**Yang Harus Dikerjakan:** Kembalikan kata demi kata bagian tulisan tentang perizinan perumahan di bawah, dari "Saya ingin sedikit" sampai "ijin pemanfaatan tanahnya.".

**Teks yang Ditampilkan:**
=======
Ternyata setelah libur lebih dari 1 tahun,kangen juga nulis di blog
lagi..bukan cuma libur ngeblog tapi juga libur sebagai “arsitek” karena
pekerjaan yang banyak di-handle lebih cenderung masalah legalitas dan
perijinan.
Saya ingin sedikit berbagi pengalaman dan minta saran jika
ternyata ada langkah yang lebih cepat dalam tulisan berikut ini. Saya
ingin membahas masalah perijinan karena kemarin proyek yang saya tangani
kebagian kena “semprit” Satpol PP … semoga pengalaman ini tidak akan pernah terjadi lagi pada siapapun
Langkah 1
Pastikan tanah yang akan dikelola sebagai perumahan berada pada jalur
yang sesuai dengan Rencana Tata Ruang Kota ( RTRK) agar tidak kesulitan
untuk ijin pemanfaatan tanahnya.
Misal jika
kita rencana lokasi perumahan yang akan dibangun berada pada areal
persawahan, tidak selalu RTRK di tempat tersebut akan jadi daerah
persawahan atau daerah peresapan (jalur hijau). Kita cek saja RTRK
daerah tersebut nantinya untuk apa, untuk pemukiman, industri atau
memang jalur hijau. Apabila ternyata daerah tersebut direncanakan
sebagai pemukiman maka kita bisa lanjutkan untuk rencana mengembangkan
perumahan. Pemilihan lokasi dapat juga dengan cara “mendompleng” lokasi
yang memang sudah banyak perumahan. Hal ini lebih aman untuk investasi
tanah tetapi pasti harga tanahnya jauh lebih mahal karena fasilitasnya
sudah lebih mendukung dan memadai.
Langkah 2
Lanjut ke langkah berikutnya, adalah mengurus perijinan pada Dinas
Pekerjaan Umum (DPU) dan Badan Perencanaan Pembangunan Daerah (Bappeda).
Pertama-tama kita mengurus ijin untuk Advice Planning, nama ijin ini di
tiap tempat berbeda-beda tapi pada intinya adalah untuk kesesuaian
antara Site Plan pengembangan perumahan dan tata ruang di daerah
tersebut.
Syarat yang wajib disiapkan antara lain proposal ijin
pemanfaatan ruang, yang berisi segala sesuatu yang berkaitan dengan
perencanaan lokasi tersebut, juga dilampiri sertifikat tanah, apabila
tanah itu masih atas nama orang lain dilampiri surat kuasa bermeterai
cukup untuk mengurus perijinan tersebut, dan tentunya gambar perencanaan
lahan (Site Plan) sudah pasti harus ada. Produk dari ijin ini adalah
gambar rekomendasi Advice Planning yang berisi garis besar aturan untuk
pembangunan, misal garis pagar harus berapa meter dari jalan, garis muka
bangunan harus berapa meter dari jalan dan masih banyak yang lainnya.
=======
**Materi yang Diberikan:**

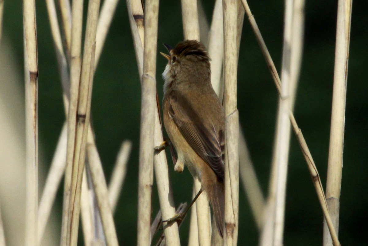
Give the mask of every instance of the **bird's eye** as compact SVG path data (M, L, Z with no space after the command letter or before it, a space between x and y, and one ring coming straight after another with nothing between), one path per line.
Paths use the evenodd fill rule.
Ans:
M173 56L173 58L171 58L171 63L174 63L176 62L176 56Z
=======
**Jawaban:**
Saya ingin sedikit berbagi pengalaman dan minta saran jika
ternyata ada langkah yang lebih cepat dalam tulisan berikut ini. Saya
ingin membahas masalah perijinan karena kemarin proyek yang saya tangani
kebagian kena “semprit” Satpol PP … semoga pengalaman ini tidak akan pernah terjadi lagi pada siapapun
Langkah 1
Pastikan tanah yang akan dikelola sebagai perumahan berada pada jalur
yang sesuai dengan Rencana Tata Ruang Kota ( RTRK) agar tidak kesulitan
untuk ijin pemanfaatan tanahnya.